Reproduce every line from the one containing "Formation-chart tagging: label the rear door" through the end of the items, both ends included and requests kept, scaling each coordinate in the answers by 0.85 and rounding to whole numbers with halves rounded up. Return only those lines, and omit the pictures.
-- Start --
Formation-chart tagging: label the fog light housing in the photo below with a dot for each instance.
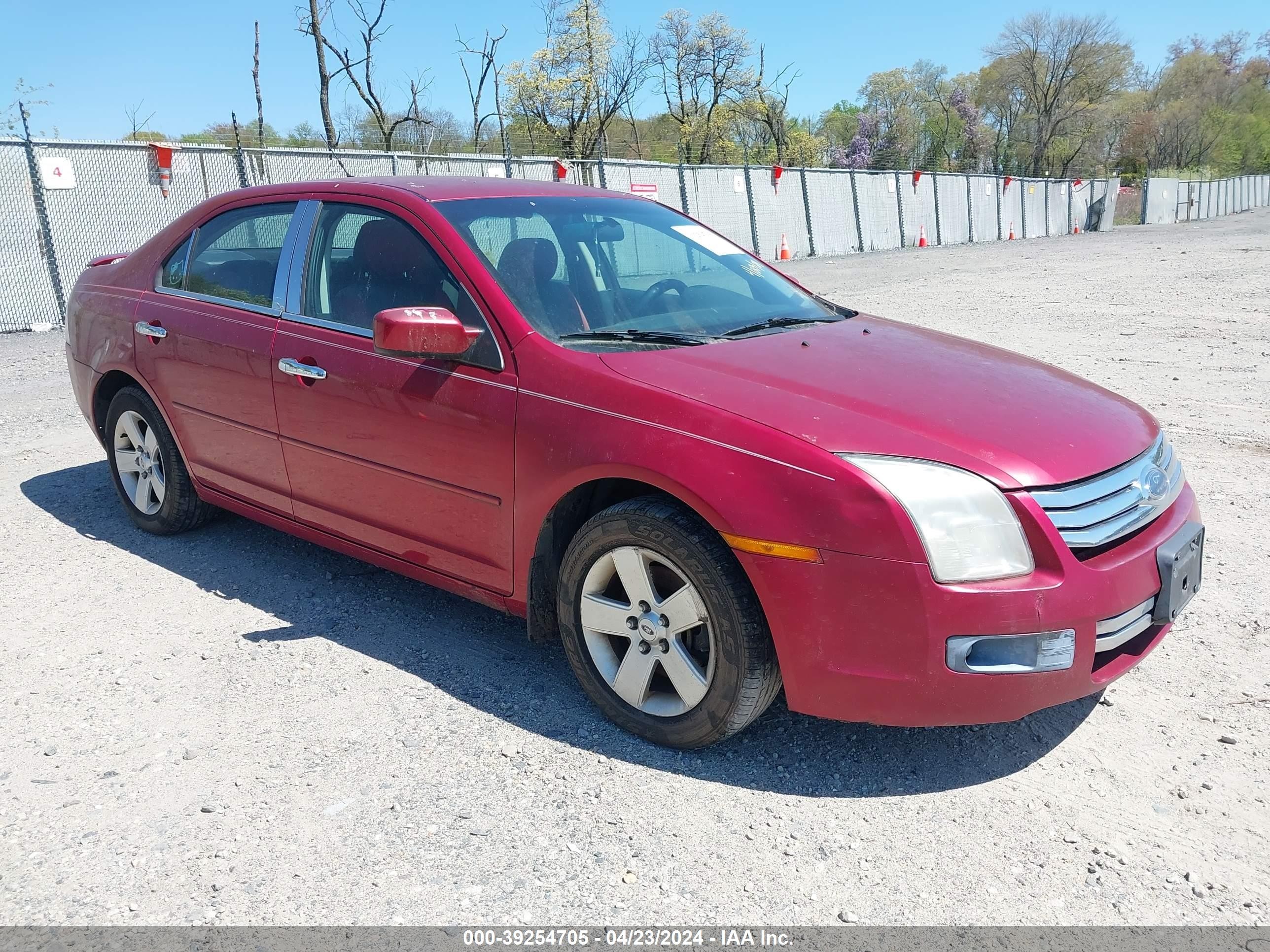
(1013, 654)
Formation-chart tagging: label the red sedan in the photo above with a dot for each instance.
(590, 410)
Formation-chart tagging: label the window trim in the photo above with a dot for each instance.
(280, 278)
(303, 252)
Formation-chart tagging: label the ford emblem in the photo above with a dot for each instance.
(1155, 483)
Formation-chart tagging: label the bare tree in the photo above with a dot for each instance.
(360, 73)
(256, 79)
(1064, 68)
(136, 125)
(770, 104)
(487, 70)
(312, 26)
(703, 69)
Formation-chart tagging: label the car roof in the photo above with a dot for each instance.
(436, 188)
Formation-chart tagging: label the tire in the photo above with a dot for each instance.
(670, 540)
(169, 503)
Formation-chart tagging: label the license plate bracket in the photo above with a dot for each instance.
(1181, 567)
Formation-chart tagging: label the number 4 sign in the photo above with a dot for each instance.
(56, 172)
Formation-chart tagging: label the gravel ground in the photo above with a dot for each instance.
(235, 726)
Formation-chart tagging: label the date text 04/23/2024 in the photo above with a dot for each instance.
(635, 937)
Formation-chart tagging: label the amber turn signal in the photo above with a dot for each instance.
(780, 550)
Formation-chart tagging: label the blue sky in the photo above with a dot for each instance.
(191, 61)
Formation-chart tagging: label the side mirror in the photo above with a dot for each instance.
(422, 332)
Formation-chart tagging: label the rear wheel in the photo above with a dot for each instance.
(149, 474)
(662, 627)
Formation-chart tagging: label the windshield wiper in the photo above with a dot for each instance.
(777, 323)
(640, 337)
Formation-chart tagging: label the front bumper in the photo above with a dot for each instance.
(864, 639)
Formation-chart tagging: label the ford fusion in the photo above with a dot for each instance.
(588, 410)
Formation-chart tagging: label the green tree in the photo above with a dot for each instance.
(570, 91)
(703, 70)
(1058, 71)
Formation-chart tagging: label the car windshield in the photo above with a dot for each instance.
(610, 272)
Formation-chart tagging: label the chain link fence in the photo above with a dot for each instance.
(111, 201)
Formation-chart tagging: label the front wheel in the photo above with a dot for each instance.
(662, 627)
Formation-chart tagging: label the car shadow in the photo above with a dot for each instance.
(482, 658)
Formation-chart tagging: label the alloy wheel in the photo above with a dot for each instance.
(648, 631)
(139, 462)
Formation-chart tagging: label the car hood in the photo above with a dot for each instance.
(869, 385)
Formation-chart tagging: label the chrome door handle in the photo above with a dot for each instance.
(150, 331)
(289, 365)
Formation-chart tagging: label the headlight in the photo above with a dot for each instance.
(968, 528)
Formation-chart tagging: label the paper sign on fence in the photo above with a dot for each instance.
(56, 172)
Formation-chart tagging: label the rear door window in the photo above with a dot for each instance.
(175, 268)
(237, 254)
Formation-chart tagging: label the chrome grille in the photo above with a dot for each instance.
(1103, 510)
(1113, 633)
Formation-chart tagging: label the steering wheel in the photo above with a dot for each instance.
(656, 291)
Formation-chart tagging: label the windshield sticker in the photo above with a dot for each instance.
(702, 235)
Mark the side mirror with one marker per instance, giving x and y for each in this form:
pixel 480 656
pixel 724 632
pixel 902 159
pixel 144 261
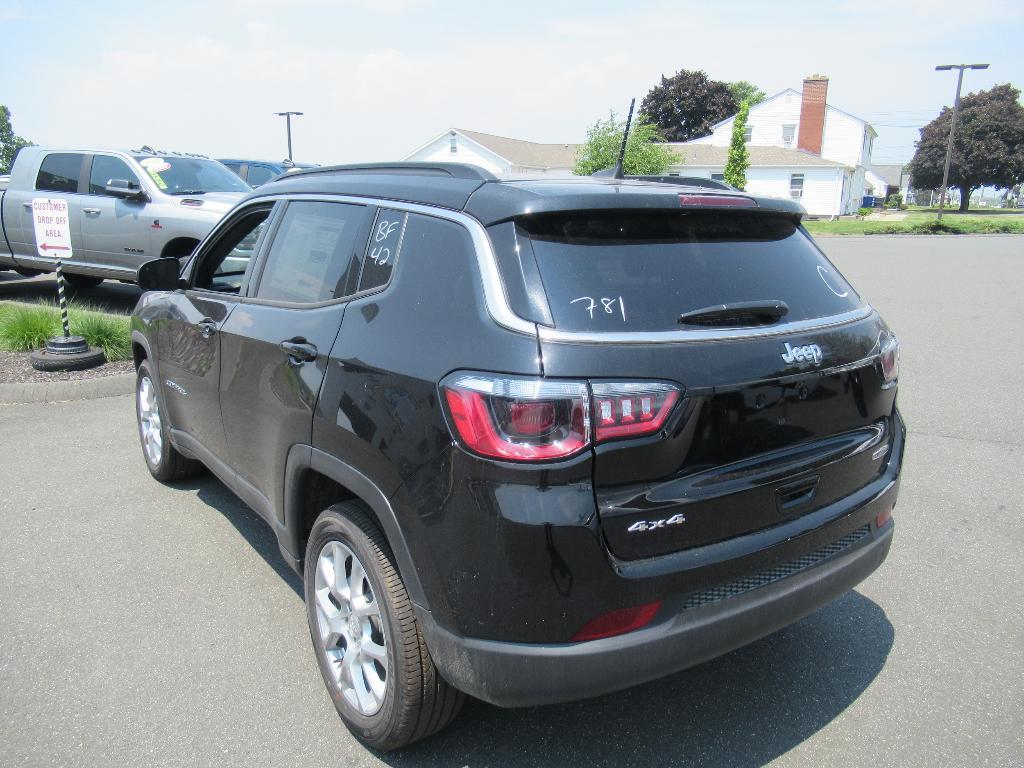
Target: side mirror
-- End --
■ The response
Formation-chart tagging: label the rear door window in the photo above with a dot for each instance.
(149, 228)
(201, 216)
Formation-chart tagging: label the chrome grille in the photo above with a dot for each instance.
(938, 434)
(946, 538)
Formation-chart tagging: label the steering wheel in the photo above with a dot for each instance.
(558, 247)
Formation-chart tagging: label the windshield sticker in the photo above with a dot for each instance.
(597, 200)
Mark the side mirror with one marker per instance, giving x and y for each in this form:
pixel 480 656
pixel 724 632
pixel 902 159
pixel 144 261
Target: side mirror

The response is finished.